## Your goal
Lay out every line of the records below as a Markdown table with two columns, Row for the row number and Line for the line itself, skipping blank lines. Leave the pictures out of the answer.

Pointing and labeling entries:

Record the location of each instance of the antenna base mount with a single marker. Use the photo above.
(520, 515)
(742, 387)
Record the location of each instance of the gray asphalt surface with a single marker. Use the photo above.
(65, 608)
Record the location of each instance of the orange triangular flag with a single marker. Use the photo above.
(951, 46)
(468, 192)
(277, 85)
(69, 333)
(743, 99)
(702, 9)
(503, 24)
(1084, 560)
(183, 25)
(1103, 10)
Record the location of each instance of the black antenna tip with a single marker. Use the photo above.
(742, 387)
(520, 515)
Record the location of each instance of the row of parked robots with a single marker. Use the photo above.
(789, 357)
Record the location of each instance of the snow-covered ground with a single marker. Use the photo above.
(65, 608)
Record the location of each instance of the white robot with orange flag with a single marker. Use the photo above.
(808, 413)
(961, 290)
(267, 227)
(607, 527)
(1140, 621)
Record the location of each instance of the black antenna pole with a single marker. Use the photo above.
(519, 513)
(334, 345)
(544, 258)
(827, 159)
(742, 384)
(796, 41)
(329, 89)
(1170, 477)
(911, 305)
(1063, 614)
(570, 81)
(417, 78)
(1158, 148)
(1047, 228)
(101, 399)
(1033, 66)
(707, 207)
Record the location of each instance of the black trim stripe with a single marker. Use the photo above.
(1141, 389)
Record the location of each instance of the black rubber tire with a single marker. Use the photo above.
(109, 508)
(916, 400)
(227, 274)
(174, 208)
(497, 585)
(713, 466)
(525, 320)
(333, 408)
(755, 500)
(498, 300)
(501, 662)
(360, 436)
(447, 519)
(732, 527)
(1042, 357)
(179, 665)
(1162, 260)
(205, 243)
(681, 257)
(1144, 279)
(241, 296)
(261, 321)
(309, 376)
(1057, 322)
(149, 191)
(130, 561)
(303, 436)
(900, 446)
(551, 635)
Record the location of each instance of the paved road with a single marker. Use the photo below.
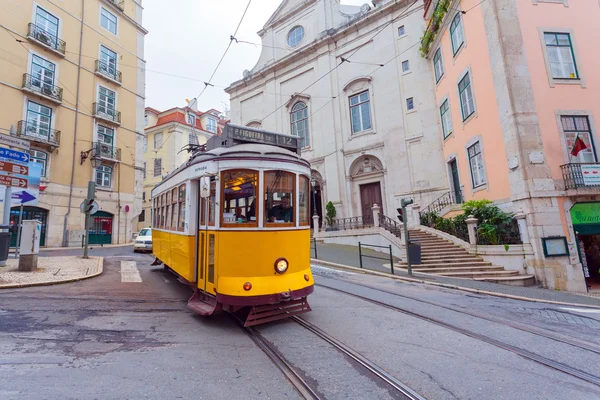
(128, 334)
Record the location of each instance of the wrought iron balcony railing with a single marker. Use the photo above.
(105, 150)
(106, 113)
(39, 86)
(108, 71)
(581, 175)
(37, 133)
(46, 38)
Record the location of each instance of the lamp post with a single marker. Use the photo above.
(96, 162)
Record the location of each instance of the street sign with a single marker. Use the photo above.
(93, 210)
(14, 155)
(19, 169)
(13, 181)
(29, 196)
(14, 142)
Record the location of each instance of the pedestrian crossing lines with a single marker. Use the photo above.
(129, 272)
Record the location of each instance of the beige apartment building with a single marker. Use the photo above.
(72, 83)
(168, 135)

## The output
| Row | Line |
|---|---|
| 1 | Record the location of each instance of the antenna base mount with a single marker. Use the photo above. |
| 2 | (520, 515) |
| 3 | (742, 387) |
| 4 | Record the location of each instance of the gray asphalt surface with a single marker. Use the photo above. |
| 5 | (65, 608) |
| 6 | Record the location of each instance of the orange triangular flag with a single marker. Use the photo above. |
| 7 | (951, 46) |
| 8 | (468, 192) |
| 9 | (277, 85) |
| 10 | (69, 333) |
| 11 | (743, 99) |
| 12 | (702, 9) |
| 13 | (503, 24) |
| 14 | (1084, 560) |
| 15 | (183, 25) |
| 16 | (1103, 10) |
| 17 | Record the location of each instance of the black antenna tip with a single marker. Use the photo above. |
| 18 | (742, 387) |
| 19 | (520, 515) |
| 20 | Record the location of each instance of the row of parked robots with a single marker. Use the photo above. |
| 21 | (789, 357) |
| 22 | Record the location of each instance of the snow-covered ground with a single marker. Use the photo above. |
| 23 | (65, 608) |
| 24 | Record the location of each instance of the white robot with orange flag with a single marker. Use the photo above. |
| 25 | (808, 413) |
| 26 | (961, 290) |
| 27 | (267, 227) |
| 28 | (607, 527) |
| 29 | (1140, 621) |
| 30 | Record the location of each instance of the black antenna pole with a single marker. Use the photo above. |
| 31 | (519, 513) |
| 32 | (334, 345) |
| 33 | (544, 258) |
| 34 | (827, 159) |
| 35 | (742, 384) |
| 36 | (796, 41) |
| 37 | (329, 89) |
| 38 | (1170, 477) |
| 39 | (911, 305) |
| 40 | (1063, 614) |
| 41 | (570, 81) |
| 42 | (417, 78) |
| 43 | (1158, 148) |
| 44 | (1047, 228) |
| 45 | (101, 399) |
| 46 | (1033, 66) |
| 47 | (707, 207) |
| 48 | Record the location of each instance of the black trim stripe with a single marker. Use the photo above. |
| 49 | (1141, 389) |
| 50 | Record the location of each instance of the black rubber tire with a single marker. Use the photo above. |
| 51 | (109, 508) |
| 52 | (916, 400) |
| 53 | (227, 274) |
| 54 | (174, 208) |
| 55 | (497, 585) |
| 56 | (713, 466) |
| 57 | (525, 320) |
| 58 | (333, 408) |
| 59 | (755, 500) |
| 60 | (498, 300) |
| 61 | (501, 662) |
| 62 | (360, 436) |
| 63 | (447, 519) |
| 64 | (732, 527) |
| 65 | (1042, 357) |
| 66 | (179, 665) |
| 67 | (1162, 260) |
| 68 | (205, 243) |
| 69 | (681, 257) |
| 70 | (1144, 279) |
| 71 | (241, 296) |
| 72 | (261, 321) |
| 73 | (309, 376) |
| 74 | (1057, 322) |
| 75 | (149, 191) |
| 76 | (130, 561) |
| 77 | (303, 436) |
| 78 | (900, 446) |
| 79 | (551, 635) |
| 80 | Record the location of each instance of the paved road with a single marker. Use the photo below. |
| 81 | (128, 334) |
| 82 | Record the location of each instance of the wrought iron balcony railing with a single marker. Use the photo above. |
| 83 | (105, 150) |
| 84 | (106, 113) |
| 85 | (39, 86) |
| 86 | (108, 71) |
| 87 | (581, 175) |
| 88 | (37, 133) |
| 89 | (46, 38) |
| 90 | Record the location of each instance of the lamp post with a single marker. Use the photo above. |
| 91 | (96, 162) |
| 92 | Record the location of each instance of the street sign with a single marker. Use the photo above. |
| 93 | (93, 210) |
| 94 | (14, 155) |
| 95 | (19, 169) |
| 96 | (13, 181) |
| 97 | (29, 196) |
| 98 | (14, 142) |
| 99 | Record the location of each instance of the pedestrian crossing lines with a single marker. Use the photo above. |
| 100 | (129, 272) |
| 101 | Record the location of each instance of the beige apartment building with a single marker. Use the photo above. |
| 102 | (72, 83) |
| 103 | (168, 135) |